ASSIGNMENT: After locating the line with "[locate] stone foundation" in the data that follows, return it and every later line exactly, up to and including the line with "[locate] gutter downspout".

········

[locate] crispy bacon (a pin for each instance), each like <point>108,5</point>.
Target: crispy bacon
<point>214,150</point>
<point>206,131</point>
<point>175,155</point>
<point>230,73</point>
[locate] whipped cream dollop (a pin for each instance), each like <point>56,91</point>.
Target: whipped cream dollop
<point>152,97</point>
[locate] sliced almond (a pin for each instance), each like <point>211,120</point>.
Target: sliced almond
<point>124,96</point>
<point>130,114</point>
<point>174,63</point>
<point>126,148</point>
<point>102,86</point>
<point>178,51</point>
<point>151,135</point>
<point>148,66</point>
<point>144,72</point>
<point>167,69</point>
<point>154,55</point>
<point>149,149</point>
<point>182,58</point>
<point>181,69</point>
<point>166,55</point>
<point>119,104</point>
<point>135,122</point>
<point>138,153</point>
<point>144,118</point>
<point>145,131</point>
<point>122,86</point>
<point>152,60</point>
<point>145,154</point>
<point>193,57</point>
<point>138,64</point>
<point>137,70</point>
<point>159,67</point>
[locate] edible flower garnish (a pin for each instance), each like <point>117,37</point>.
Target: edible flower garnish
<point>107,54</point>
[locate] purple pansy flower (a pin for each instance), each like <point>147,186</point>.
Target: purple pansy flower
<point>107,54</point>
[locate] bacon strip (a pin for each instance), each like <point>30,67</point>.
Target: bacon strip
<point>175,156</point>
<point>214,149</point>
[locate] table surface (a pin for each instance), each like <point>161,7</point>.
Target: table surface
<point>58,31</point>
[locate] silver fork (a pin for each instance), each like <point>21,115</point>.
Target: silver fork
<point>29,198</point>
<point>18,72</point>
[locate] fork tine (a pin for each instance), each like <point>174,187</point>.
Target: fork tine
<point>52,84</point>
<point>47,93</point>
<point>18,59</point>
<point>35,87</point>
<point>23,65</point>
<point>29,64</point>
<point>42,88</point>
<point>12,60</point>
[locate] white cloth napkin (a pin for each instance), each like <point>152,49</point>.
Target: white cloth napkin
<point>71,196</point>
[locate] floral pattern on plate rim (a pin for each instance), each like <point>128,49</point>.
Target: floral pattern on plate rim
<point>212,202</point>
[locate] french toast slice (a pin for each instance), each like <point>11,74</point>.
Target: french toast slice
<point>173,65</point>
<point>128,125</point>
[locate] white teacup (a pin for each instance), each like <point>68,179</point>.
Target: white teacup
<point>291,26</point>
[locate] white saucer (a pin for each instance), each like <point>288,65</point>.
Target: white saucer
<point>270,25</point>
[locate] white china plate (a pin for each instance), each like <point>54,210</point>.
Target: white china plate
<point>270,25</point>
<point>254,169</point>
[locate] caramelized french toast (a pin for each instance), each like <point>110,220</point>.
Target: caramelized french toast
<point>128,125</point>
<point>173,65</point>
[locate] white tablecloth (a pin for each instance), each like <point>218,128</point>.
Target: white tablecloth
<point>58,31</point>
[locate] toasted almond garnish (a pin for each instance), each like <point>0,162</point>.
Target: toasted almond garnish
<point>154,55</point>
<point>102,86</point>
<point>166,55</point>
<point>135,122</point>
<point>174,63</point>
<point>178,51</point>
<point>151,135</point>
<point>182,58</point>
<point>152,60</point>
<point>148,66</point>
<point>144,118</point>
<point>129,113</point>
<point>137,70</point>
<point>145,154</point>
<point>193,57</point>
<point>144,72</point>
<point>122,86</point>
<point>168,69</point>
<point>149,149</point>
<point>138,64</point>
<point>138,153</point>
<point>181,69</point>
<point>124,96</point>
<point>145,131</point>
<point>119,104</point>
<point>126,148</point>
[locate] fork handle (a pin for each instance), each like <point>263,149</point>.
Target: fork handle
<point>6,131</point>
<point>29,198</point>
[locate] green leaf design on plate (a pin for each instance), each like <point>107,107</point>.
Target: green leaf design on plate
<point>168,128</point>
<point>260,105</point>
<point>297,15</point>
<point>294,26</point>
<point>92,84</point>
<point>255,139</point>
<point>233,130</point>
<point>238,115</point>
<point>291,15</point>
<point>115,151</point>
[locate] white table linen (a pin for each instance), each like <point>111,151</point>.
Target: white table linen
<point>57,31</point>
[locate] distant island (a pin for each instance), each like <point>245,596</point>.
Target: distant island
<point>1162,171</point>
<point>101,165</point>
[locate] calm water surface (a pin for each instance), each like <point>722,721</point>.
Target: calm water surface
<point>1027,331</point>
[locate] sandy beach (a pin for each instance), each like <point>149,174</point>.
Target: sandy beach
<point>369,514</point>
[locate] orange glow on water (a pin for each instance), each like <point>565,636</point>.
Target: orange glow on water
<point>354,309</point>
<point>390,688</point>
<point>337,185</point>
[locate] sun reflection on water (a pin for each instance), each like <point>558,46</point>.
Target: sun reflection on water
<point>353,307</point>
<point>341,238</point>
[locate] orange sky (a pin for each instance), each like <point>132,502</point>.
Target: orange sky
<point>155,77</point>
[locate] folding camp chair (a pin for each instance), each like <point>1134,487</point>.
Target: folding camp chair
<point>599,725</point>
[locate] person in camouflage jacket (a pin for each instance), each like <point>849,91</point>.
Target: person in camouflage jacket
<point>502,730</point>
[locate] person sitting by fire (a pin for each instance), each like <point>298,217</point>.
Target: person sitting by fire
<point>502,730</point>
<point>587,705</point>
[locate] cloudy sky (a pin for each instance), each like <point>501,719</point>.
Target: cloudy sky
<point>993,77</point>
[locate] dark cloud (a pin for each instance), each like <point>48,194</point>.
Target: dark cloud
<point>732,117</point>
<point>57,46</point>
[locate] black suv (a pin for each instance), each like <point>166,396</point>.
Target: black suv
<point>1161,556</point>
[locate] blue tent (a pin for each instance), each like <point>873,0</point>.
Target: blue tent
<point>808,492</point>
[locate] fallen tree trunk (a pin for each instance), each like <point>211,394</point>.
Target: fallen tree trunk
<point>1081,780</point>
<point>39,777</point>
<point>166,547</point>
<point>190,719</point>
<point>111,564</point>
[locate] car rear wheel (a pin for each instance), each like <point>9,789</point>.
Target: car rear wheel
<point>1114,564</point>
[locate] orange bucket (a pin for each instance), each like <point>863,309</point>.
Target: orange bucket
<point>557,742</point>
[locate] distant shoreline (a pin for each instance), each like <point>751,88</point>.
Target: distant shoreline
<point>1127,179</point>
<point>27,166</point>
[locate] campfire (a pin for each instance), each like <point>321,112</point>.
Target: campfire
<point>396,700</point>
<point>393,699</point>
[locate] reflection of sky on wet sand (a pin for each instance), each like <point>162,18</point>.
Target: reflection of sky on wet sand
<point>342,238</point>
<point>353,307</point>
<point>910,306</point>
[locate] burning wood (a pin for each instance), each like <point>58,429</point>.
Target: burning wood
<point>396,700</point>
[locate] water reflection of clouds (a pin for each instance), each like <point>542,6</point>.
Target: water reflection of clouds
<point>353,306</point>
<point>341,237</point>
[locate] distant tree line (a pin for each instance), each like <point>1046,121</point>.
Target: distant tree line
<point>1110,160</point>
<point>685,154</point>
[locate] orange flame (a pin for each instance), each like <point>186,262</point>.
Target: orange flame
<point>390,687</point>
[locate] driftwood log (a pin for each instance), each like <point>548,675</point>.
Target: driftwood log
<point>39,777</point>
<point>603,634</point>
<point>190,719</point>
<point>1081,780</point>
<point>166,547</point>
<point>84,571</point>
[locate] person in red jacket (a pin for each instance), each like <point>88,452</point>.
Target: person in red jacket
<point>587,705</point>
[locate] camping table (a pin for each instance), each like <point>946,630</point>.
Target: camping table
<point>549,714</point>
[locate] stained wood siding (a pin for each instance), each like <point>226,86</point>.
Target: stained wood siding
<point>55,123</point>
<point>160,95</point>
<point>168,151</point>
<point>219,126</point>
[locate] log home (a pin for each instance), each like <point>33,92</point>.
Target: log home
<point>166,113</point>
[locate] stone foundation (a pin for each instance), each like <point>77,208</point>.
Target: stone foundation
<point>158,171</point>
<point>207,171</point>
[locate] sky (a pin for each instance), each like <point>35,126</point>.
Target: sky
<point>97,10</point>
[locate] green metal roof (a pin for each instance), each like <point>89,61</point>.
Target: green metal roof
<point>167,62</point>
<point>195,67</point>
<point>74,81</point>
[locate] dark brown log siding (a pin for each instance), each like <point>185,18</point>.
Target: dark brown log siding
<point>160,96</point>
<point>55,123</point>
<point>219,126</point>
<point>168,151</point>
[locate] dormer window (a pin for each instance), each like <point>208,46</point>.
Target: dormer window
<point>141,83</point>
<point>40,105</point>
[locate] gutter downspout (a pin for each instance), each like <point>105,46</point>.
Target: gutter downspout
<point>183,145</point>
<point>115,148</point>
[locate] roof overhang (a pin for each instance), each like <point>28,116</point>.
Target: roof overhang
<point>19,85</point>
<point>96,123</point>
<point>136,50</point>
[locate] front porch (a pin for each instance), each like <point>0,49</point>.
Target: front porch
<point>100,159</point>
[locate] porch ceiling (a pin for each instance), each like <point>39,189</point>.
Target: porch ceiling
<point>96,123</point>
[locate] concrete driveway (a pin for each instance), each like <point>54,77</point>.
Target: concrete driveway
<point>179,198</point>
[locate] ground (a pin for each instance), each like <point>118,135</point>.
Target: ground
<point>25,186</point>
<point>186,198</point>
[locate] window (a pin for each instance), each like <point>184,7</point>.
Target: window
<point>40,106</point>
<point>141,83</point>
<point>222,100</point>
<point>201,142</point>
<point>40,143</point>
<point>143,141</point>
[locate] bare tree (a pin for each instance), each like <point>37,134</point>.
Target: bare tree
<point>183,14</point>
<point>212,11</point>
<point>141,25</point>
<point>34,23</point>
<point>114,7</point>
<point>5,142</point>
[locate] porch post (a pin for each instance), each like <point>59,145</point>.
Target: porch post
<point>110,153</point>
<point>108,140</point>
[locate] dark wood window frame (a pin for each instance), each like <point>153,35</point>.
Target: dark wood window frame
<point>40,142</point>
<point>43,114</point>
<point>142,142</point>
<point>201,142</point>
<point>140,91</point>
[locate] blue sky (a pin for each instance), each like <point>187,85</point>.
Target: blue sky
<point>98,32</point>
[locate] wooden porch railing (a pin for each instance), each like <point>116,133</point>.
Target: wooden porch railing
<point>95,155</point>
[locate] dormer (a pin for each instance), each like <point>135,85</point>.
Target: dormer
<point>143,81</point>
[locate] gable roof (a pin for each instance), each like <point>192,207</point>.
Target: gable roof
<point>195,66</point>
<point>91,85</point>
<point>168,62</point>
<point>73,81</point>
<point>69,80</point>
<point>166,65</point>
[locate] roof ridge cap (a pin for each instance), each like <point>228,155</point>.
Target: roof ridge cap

········

TASK SOLUTION:
[locate] stone foundation (a pin for each instance), each like <point>77,208</point>.
Target: stone foundation
<point>158,171</point>
<point>207,171</point>
[locate] sky (a pin for each instance), each like <point>35,126</point>.
Target: sky
<point>97,10</point>
[locate] green metal roof (a pin for each instance), each like <point>89,61</point>.
Target: green metal roof
<point>167,62</point>
<point>195,67</point>
<point>74,81</point>
[locate] dark brown log siding (a pin for each instance), each like <point>185,18</point>.
Target: dark brown log siding
<point>160,96</point>
<point>55,123</point>
<point>219,126</point>
<point>168,151</point>
[locate] dormer window (a pin for each instance), each like <point>208,46</point>.
Target: dormer window
<point>141,83</point>
<point>40,105</point>
[locate] gutter downspout (a pin for each instance), each like <point>105,46</point>.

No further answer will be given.